Give all of the lines again, with nothing added or dropped.
-- Recorded information start --
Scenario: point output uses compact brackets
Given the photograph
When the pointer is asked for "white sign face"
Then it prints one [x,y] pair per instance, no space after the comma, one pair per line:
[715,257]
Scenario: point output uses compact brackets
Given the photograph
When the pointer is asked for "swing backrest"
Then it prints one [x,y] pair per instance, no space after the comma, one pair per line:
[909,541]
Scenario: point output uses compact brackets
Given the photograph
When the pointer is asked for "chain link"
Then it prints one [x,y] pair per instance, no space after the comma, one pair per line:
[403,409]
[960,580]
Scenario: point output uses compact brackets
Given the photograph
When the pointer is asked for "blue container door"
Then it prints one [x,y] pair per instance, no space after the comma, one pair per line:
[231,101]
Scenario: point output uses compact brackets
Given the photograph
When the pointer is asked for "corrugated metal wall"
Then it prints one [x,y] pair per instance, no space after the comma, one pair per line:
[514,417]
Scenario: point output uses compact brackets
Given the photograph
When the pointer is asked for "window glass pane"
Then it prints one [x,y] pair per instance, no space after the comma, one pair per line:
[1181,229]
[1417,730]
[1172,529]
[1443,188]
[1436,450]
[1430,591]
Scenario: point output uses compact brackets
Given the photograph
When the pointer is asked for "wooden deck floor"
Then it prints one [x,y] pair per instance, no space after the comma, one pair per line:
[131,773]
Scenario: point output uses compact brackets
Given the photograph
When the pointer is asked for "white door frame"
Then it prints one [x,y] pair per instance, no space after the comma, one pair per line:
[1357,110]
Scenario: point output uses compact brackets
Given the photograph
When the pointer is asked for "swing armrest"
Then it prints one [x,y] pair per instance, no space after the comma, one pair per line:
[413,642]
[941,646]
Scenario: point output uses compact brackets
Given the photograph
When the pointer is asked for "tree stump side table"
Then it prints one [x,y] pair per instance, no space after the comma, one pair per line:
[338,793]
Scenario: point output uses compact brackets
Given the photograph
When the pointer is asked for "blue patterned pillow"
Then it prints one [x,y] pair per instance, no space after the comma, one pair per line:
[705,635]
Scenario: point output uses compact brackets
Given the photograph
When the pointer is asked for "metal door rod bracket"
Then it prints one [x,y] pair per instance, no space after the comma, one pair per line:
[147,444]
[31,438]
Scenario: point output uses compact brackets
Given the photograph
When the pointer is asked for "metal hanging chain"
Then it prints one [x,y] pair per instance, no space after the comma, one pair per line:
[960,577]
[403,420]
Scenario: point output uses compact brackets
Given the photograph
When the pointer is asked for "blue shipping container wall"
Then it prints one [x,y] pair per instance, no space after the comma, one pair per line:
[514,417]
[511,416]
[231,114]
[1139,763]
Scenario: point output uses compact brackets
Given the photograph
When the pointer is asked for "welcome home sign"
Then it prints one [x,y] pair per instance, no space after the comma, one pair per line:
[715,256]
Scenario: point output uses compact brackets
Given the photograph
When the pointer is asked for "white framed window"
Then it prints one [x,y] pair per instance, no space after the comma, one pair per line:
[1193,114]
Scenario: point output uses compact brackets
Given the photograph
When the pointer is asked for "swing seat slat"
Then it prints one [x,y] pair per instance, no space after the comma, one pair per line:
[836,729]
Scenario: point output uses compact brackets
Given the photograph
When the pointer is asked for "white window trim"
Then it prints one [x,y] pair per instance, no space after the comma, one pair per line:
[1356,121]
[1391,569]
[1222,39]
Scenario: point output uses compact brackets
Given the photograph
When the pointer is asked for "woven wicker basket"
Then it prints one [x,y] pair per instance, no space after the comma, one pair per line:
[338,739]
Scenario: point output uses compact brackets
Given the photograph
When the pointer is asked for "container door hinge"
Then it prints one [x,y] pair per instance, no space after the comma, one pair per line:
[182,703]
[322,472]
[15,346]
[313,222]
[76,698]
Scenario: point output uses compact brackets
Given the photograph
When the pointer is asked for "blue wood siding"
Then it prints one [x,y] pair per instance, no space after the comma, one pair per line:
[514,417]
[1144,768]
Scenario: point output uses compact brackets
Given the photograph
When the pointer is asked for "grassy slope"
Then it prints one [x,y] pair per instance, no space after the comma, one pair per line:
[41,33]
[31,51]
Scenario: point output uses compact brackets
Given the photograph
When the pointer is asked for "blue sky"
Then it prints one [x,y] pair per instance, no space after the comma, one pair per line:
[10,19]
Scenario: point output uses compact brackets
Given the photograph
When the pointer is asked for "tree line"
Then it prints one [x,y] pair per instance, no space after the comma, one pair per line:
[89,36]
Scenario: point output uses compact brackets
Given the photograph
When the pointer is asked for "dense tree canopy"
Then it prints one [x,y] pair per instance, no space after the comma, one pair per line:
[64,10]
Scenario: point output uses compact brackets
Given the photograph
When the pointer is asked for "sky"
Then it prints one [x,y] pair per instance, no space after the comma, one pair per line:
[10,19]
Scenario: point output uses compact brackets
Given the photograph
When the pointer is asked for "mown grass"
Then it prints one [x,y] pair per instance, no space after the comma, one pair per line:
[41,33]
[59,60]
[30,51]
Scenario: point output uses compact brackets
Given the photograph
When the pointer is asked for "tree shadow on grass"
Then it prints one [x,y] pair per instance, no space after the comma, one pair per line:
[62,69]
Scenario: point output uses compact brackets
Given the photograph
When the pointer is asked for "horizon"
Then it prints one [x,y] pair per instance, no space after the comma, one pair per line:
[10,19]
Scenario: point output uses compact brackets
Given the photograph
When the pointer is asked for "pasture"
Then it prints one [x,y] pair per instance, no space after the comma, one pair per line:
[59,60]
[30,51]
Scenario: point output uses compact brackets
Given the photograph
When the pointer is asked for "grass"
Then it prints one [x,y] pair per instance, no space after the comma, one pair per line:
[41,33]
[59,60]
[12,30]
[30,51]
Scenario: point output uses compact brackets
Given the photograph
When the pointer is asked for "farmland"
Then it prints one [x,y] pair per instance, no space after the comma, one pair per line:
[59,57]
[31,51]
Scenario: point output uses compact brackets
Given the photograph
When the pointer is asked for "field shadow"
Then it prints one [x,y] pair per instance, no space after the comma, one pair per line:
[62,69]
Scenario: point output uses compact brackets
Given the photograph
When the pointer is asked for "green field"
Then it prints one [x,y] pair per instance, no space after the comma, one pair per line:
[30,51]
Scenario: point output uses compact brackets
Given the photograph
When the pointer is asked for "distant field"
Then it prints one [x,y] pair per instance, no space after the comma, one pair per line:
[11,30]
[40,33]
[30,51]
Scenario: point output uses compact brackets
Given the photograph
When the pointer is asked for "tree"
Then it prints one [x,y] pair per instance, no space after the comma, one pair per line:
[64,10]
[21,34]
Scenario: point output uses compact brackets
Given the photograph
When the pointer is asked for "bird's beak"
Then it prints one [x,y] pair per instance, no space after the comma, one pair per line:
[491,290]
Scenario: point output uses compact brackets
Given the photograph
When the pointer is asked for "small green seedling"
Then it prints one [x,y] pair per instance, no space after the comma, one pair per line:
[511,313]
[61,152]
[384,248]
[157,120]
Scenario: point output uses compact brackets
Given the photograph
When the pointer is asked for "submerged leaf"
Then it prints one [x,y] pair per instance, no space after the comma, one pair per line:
-- Recorded information end --
### Exercise solution
Scenario: point output uses compact brackets
Given the photograph
When the pointer is asked for "white sign face"
Then it prints one [x,y] pair per instance, no space after the comma, one pair per line:
[715,257]
Scenario: point output uses compact brackets
Given the photograph
When the pointer is asked for "swing backrest"
Then it prints one [x,y] pair per instance, no space after the comma, one pair per line:
[909,541]
Scenario: point output uses compact brackets
Given the photograph
When the pointer is asked for "chain link"
Then it prints one [x,y] pair per instance, no space after the comma, one pair per line:
[403,409]
[960,580]
Scenario: point output uses compact brackets
Given the photograph
When the pointer is asked for "blue container door"
Then it prints one [x,y] pair per instance, no space after the comma, one pair per line:
[231,101]
Scenario: point output uses compact brackets
Given the photograph
When the pointer is asked for "corrugated metal wall"
Then it prints one [x,y] pair per instance, no space after the comma, one pair per line:
[514,417]
Scenario: point output uses compact brackets
Given the photograph
When the pointer is asked for "window glass pane"
Then it prints one [x,y] pair per instance, no space after the comma, one pair per line:
[1181,229]
[1417,730]
[1172,529]
[1443,188]
[1436,450]
[1430,591]
Scenario: point output uses compact brackets
Given the photograph
When the pointer is asked for "wooden deck floor"
Then it prints one [x,y] pair per instance, no space after the comma, one pair per line:
[131,773]
Scenario: point output uses compact brackets
Given the photograph
When the pointer is asked for "white door frame"
Then it prints one [x,y] pair per instance, no space after the comma, one pair per line:
[1357,110]
Scenario: point output uses compact brackets
Given the photograph
When the pointer is asked for "swing armrest"
Then it prints one [x,y] pair per instance, no space after the comma, one pair per line:
[413,642]
[941,646]
Scenario: point output uses compact brackets
Given the photograph
When the pointer is asked for "tree stump side table"
Then it prints one [x,y] pair per instance, no space after the comma, one pair per line:
[338,793]
Scenario: point output uses compact brackets
Given the photograph
When the pointer is asked for "blue patterned pillow"
Then it prints one [x,y] pair per instance, no space after the comma, one pair per line:
[705,635]
Scenario: point output uses compact brackets
Given the photograph
When the pointer is asked for "metal door rod bracket"
Then it prints one [x,y] pair per instance, no space after the comma, one pair per line:
[147,444]
[31,438]
Scenario: point output uses compact brackets
Given the photograph
When the pointer is asked for "metal hanging chain"
Then it prints one [x,y] pair per instance, no space after the comma, one pair per line:
[960,577]
[403,420]
Scenario: point output uses compact brackets
Given the photograph
When the pointer is asked for "blue shipping container wall"
Then it prints one [x,y] pair per instance, no space after the comma, one pair per line:
[514,417]
[511,416]
[231,114]
[1139,763]
Scenario: point output uses compact brackets
Given the photograph
When the pointer is asked for "welcome home sign"
Then it prints one [x,y] pair per instance, no space after the comma, one pair per line:
[715,256]
Scenario: point output uses compact brackets
Given the photograph
When the pointer is asked for "white framed window"
Then it prints one [x,y] pair per instance, no space after the comma, one pair per line:
[1193,114]
Scenario: point output uses compact brackets
Given the photograph
When the pointer is asked for "swing seat slat"
Then it prints one [x,y] pair per instance, no space after the comma, one pair per line:
[836,729]
Scenario: point output uses compact brackets
Given the photograph
When the pointer is asked for "white window trim"
Then it prints one [x,y] pair per instance, no space after the comma, one pair per line:
[1356,121]
[1391,569]
[1222,39]
Scenario: point output uses compact brackets
Given the photograph
When the pointer is asked for "woven wicker basket"
Then it prints one [x,y] pair per instance, no space after the comma, one pair per line:
[338,739]
Scenario: point output uses compact brackets
Given the photograph
When the pointer is asked for "container door hinge"
Then it prints one [x,y] pair per instance, no space after the comma, one pair per line:
[182,703]
[322,472]
[15,346]
[313,222]
[76,698]
Scenario: point output uses compact brackets
Given the photograph
When the pointer is asked for "blue wood siding"
Then it prints one [x,y] pair per instance, no space after the comma, one pair per line:
[514,417]
[1144,768]
Scenario: point output uses compact brackets
Given the photograph
When the pointer is asked for "grassy slope"
Then it prints one [x,y] pair per instance, no space after the comma, one pair per line:
[41,33]
[31,51]
Scenario: point output uses compact brackets
Given the photograph
When the pointer is asked for "blue sky"
Then it prints one [x,y] pair per instance, no space after the comma, one pair per line:
[10,19]
Scenario: point output uses compact brackets
Given the photograph
When the pointer is asked for "tree line"
Then it prints one [x,y] pair per instance, no space after the comma, one pair per line:
[89,36]
Scenario: point output uses compact brackets
Given the photograph
When the pointer is asked for "dense tree canopy"
Then it prints one [x,y] pair per instance, no space after the comma, one pair per line:
[64,10]
Scenario: point output uses compact brackets
Given the photograph
When the pointer is asked for "sky"
Then it prints one [x,y] pair per instance, no space after the comma, one pair per line:
[10,19]
Scenario: point output uses compact brackets
Given the photograph
When the pointer is asked for "mown grass"
Then it prints one [x,y] pair per instance, no space after the comma, one pair per line:
[41,33]
[59,60]
[30,51]
Scenario: point output uses compact brackets
Given the photograph
When the pointer is asked for "tree shadow on grass"
Then it prints one [x,y] pair per instance, no space after the comma, one pair per line:
[62,69]
Scenario: point output uses compact brackets
Given the photograph
When the pointer is asked for "horizon"
Then it prints one [x,y] pair per instance, no space after the comma, one pair per line:
[10,19]
Scenario: point output uses compact brackets
Given the photograph
When the pointer is asked for "pasture"
Then it prints one [x,y] pair per instance, no space after the comma, one pair per line:
[59,60]
[30,51]
Scenario: point output uses compact brackets
Given the photograph
When the pointer is asked for "grass"
Then it prints one [x,y] pair per instance, no space after the comma, one pair per line:
[41,33]
[59,60]
[12,30]
[30,51]
Scenario: point output uses compact brackets
Given the photograph
When the pointer is asked for "farmland"
Then it prints one [x,y] pair per instance, no space after the comma, one pair per line:
[59,57]
[31,51]
Scenario: point output uses compact brackets
Given the photograph
When the pointer is asked for "field shadow"
Then it prints one [x,y] pair per instance, no space after the comma, one pair per line:
[62,69]
Scenario: point output uses compact brackets
Given the photograph
When the pointer is asked for "green field"
Then it prints one [x,y] pair per instance, no space after the comma, one pair per line:
[30,51]
Scenario: point output uses compact brackets
Given the photograph
When the pointer is asked for "distant field"
Then it prints one [x,y] pair per instance, no space after the comma, one pair per line:
[11,30]
[40,33]
[30,51]
Scenario: point output uses compact brackets
Given the photograph
When the pointer is asked for "tree"
Then it prints one [x,y] pair per instance, no space after the comma, one pair per line:
[64,10]
[21,34]
Scenario: point output uses compact brackets
Given the photograph
When the pointer is asked for "bird's beak"
Then it prints one [x,y] pair per instance, no space after the comma, one pair per line:
[491,290]
Scenario: point output uses compact brackets
Given the photograph
When the pointer is asked for "small green seedling"
Then it prints one [x,y] pair per instance, no space after the comma, one pair per line:
[511,313]
[61,152]
[384,248]
[157,120]
Scenario: point output uses compact brackets
Given the photograph
When the pointer is asked for "submerged leaf"
Then it prints one [x,y] pair per instance, no space after the comma, one pair per line:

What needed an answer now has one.